Précisons encore que les propositions sur la table ne disent rien sur l’évolution du financement des hôpitaux, y compris la part assurée par le SPF Santé publique.

Voilà pour l’approche macro.

Les dépenses à charge de la collectivité dépendent aussi des mesures visant à alléger la part à charge du patient. A titre d’illustration, voici l’évolution entre 2010 et 2022 de la proportion d’assurés bénéficiaires du statut BIM (= bénéficiaires de l’intervention majorée) :

 

2010 2022
Belgique 16,42% 20,03%
0-24 ans 15,00% 22,13%
25-64 ans 11,83% 16,09%
65 ans et + 32,09% 26,94%
Bruxelles 26,44% 33,10%
Flandre 13,60% 16,58%
Wallonie 18,53% 22,43%

On observe une hausse généralisée à l’exception des 65 ans et +. Les facteurs qui pourraient faire évoluer le pourcentage de BIM sont à la fois réglementaires et endogènes. Difficile de savoir à ce stade si les règles d’accès seront changées et/ou si des glissements interviendront dans les populations qui sont dans les conditions (bénéficiaires du revenu d’intégration, de la GRAPA, petits revenus, etc.) pour obtenir ce statut. Notons à cet égard qu’une partie des allocataires sociaux qui (re)trouvent un job perdent ce statut ; la création d’emplois plus dynamique souhaitée par d’aucuns peut donc peser à la baisse sur l’évolution des bénéficiaires du statut BIM.

━━━━━━━━━━━━━━━━

Dans le texte sur le statut BIM, remplacez "job" par "emploi" et recopiez le passage qui commence à "On observe une" et va jusqu'à "du statut BIM.".

━━━━━━━━━━━━━━━━

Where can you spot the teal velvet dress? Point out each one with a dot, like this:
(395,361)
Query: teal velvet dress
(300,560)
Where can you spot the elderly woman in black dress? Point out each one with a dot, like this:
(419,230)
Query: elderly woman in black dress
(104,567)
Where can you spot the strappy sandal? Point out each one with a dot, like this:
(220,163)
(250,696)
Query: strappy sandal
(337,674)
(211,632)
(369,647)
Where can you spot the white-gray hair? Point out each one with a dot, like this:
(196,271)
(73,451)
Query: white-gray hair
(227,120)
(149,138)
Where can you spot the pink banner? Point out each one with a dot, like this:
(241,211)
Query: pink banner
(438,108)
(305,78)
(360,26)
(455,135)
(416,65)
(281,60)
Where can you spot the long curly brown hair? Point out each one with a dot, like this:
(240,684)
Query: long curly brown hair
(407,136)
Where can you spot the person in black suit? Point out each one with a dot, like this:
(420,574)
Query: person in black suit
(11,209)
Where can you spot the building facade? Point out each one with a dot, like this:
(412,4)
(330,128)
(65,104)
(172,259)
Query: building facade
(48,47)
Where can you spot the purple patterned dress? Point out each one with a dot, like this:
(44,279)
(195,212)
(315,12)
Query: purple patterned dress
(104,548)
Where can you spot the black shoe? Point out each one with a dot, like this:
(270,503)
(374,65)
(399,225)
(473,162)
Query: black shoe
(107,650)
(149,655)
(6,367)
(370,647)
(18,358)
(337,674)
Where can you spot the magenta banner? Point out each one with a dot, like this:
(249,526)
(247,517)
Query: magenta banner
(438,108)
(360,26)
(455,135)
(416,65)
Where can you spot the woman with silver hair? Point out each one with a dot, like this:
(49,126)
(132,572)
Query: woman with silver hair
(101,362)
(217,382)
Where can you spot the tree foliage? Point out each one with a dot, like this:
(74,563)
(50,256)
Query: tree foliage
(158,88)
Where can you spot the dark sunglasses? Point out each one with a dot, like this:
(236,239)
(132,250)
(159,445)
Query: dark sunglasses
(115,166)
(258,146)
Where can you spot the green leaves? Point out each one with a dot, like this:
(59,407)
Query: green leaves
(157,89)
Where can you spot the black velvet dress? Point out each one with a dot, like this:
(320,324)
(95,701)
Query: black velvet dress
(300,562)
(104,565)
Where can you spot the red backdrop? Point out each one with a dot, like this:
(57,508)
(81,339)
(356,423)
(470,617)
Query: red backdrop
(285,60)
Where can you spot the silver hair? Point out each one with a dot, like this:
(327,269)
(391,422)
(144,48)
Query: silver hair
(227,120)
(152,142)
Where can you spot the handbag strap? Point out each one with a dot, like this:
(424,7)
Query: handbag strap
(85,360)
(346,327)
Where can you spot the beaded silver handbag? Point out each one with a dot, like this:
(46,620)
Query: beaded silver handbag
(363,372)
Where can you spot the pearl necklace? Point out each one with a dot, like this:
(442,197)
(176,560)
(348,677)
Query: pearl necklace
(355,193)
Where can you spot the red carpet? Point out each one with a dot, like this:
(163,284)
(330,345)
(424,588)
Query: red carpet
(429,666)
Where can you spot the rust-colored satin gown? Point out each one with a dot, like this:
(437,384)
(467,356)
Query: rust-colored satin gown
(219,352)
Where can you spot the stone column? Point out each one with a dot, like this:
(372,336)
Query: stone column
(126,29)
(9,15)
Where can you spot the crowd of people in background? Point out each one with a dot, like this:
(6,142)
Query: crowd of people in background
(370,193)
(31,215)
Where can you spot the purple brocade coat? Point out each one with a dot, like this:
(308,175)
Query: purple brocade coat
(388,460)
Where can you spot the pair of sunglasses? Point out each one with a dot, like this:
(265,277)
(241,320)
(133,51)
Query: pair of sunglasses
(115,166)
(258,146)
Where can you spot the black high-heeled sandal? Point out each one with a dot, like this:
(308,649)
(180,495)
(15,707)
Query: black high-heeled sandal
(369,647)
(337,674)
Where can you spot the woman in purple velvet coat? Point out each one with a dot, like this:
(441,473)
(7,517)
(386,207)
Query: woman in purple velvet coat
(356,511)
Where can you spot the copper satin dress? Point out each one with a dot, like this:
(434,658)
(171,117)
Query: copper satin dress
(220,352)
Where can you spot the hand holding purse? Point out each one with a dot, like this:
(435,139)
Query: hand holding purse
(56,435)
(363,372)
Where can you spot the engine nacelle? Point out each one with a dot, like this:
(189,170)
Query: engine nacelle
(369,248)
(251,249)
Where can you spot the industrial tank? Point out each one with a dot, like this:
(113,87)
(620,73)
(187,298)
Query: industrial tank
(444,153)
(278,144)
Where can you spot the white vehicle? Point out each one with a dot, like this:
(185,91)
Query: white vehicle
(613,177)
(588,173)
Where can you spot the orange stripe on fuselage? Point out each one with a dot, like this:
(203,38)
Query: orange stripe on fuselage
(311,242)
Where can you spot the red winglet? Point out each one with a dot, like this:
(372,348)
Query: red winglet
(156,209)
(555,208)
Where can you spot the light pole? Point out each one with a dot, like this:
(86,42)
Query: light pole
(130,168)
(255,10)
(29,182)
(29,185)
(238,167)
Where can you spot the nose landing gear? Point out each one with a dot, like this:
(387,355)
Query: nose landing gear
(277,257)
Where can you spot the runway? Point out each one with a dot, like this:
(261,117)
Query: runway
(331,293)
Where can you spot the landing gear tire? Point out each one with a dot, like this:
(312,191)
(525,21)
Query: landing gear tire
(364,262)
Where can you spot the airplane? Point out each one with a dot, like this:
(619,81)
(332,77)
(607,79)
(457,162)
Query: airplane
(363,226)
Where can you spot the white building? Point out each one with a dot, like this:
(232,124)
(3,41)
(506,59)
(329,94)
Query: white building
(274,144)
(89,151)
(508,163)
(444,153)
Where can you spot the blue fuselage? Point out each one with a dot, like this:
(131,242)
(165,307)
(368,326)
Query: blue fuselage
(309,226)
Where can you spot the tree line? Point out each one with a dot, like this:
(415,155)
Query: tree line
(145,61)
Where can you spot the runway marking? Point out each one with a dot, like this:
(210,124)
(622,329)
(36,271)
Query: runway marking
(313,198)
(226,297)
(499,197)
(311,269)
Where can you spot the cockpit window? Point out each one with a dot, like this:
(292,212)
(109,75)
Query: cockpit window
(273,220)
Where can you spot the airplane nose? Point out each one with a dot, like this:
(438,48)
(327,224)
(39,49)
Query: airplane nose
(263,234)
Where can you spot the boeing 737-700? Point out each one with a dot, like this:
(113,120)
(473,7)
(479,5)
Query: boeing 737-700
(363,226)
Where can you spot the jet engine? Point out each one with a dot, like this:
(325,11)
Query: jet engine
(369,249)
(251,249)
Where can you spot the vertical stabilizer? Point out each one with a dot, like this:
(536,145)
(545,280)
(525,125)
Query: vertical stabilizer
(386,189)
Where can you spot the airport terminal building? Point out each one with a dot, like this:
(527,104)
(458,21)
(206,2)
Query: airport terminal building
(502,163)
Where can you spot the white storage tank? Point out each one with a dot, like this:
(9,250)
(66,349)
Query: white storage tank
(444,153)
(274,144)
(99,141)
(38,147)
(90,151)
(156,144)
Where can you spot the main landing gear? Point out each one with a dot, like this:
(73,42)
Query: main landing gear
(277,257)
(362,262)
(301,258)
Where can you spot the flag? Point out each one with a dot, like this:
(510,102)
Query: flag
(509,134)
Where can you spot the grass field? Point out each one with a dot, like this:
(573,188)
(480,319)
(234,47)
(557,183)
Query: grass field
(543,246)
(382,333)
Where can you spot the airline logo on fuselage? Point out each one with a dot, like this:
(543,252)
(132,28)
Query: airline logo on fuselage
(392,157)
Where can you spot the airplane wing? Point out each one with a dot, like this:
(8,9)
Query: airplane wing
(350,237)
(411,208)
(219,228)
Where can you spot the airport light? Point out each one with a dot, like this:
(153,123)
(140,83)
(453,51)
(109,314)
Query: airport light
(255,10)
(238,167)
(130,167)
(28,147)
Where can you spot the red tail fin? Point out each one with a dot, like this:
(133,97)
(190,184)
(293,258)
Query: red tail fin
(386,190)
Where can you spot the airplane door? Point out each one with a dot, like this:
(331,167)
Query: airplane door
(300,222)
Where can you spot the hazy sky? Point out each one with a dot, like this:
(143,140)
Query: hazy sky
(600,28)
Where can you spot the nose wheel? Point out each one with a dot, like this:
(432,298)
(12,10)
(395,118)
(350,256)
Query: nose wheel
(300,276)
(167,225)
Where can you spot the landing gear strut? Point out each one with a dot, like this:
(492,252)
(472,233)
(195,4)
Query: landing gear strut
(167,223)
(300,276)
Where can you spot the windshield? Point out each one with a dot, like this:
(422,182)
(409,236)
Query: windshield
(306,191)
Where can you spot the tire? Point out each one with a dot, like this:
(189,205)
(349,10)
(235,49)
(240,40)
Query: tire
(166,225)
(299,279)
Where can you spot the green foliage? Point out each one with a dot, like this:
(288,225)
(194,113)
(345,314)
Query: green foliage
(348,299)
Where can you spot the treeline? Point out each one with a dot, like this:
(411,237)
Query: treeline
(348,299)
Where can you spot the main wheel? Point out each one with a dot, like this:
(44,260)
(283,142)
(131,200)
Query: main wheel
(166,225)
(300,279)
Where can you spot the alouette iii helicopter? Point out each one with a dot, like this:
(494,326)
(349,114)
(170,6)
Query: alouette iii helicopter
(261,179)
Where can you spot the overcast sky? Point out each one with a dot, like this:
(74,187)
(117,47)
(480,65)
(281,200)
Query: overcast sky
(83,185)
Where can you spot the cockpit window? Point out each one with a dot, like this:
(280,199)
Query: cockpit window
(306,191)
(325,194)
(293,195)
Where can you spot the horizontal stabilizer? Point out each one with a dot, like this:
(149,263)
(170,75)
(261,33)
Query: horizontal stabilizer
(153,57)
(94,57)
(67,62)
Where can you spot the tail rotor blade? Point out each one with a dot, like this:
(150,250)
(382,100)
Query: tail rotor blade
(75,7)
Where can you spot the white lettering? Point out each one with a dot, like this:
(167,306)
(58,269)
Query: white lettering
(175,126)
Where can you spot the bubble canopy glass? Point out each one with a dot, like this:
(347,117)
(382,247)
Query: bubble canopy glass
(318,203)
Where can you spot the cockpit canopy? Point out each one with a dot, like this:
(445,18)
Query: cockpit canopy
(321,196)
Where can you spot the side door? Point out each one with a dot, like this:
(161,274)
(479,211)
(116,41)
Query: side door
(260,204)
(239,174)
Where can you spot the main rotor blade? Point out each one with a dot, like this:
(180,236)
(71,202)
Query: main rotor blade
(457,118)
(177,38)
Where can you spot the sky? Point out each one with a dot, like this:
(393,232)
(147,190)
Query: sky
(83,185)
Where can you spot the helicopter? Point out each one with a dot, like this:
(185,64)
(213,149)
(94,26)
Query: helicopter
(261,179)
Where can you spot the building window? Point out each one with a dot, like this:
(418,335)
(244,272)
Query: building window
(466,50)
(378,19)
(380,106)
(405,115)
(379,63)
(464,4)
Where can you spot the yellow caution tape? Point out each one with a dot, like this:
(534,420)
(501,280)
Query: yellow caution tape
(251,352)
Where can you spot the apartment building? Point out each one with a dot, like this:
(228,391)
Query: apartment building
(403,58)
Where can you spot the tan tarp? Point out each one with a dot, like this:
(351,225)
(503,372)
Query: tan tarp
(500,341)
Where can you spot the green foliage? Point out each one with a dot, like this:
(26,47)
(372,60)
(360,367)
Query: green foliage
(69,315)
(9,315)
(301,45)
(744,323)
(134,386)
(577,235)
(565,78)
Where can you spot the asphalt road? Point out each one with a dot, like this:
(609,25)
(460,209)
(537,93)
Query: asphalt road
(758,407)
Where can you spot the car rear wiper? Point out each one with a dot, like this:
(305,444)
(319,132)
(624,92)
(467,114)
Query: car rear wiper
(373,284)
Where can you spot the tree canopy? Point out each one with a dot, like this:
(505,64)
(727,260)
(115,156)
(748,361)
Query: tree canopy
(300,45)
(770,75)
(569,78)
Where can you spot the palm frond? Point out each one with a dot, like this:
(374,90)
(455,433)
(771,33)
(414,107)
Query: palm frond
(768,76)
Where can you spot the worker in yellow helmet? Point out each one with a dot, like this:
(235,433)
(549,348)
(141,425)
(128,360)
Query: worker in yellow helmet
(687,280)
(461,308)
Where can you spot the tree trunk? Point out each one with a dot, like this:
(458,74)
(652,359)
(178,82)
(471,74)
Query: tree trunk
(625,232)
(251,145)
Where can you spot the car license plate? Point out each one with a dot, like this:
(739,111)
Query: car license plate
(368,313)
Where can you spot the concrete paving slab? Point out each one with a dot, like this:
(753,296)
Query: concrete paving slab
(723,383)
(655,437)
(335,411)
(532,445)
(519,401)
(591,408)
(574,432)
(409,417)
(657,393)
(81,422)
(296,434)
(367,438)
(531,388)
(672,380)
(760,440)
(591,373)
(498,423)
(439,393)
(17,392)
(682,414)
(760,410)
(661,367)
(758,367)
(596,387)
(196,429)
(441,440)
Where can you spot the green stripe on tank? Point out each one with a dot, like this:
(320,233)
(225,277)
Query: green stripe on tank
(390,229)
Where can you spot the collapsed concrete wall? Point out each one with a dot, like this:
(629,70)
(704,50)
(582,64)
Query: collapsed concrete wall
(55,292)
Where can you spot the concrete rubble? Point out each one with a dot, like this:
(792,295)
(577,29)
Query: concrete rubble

━━━━━━━━━━━━━━━━

Réponse rédigée
On observe une hausse généralisée à l’exception des 65 ans et +. Les facteurs qui pourraient faire évoluer le pourcentage de BIM sont à la fois réglementaires et endogènes. Difficile de savoir à ce stade si les règles d’accès seront changées et/ou si des glissements interviendront dans les populations qui sont dans les conditions (bénéficiaires du revenu d’intégration, de la GRAPA, petits revenus, etc.) pour obtenir ce statut. Notons à cet égard qu’une partie des allocataires sociaux qui (re)trouvent un emploi perdent ce statut ; la création d’emplois plus dynamique souhaitée par d’aucuns peut donc peser à la baisse sur l’évolution des bénéficiaires du statut BIM.